§ Exercise brief
Find every line in the items below that contains the string "white", and copy each one. Match case exactly.
>> Begin Data supplied
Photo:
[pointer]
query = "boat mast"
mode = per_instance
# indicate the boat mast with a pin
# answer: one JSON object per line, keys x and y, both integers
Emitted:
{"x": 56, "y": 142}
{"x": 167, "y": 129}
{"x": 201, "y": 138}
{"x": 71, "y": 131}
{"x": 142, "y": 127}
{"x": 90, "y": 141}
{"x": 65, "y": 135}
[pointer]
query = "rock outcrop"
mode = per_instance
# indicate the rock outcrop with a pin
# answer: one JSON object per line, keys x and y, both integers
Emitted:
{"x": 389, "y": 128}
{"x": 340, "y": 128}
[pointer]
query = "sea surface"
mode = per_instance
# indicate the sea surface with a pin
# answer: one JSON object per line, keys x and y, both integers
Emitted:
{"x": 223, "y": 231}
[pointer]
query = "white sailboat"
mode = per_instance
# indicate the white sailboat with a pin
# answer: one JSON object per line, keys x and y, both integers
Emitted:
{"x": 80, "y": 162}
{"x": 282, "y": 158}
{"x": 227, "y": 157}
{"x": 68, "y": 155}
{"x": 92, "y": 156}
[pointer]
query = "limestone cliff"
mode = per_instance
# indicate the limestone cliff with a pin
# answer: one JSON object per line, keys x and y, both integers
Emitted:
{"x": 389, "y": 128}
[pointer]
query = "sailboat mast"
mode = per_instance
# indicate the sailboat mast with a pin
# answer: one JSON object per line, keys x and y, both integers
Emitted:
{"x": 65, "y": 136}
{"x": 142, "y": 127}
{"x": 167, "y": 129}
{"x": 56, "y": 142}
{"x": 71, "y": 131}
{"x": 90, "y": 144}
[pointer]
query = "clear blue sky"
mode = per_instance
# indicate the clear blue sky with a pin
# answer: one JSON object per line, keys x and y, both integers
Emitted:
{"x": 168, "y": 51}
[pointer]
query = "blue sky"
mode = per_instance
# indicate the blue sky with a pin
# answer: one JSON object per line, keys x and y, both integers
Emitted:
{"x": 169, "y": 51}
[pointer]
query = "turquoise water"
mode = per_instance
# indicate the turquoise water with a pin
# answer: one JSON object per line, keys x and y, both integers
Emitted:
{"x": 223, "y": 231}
>> End Data supplied
§ The completed task
query = "white sailboat"
# indicate the white sailboat with a pin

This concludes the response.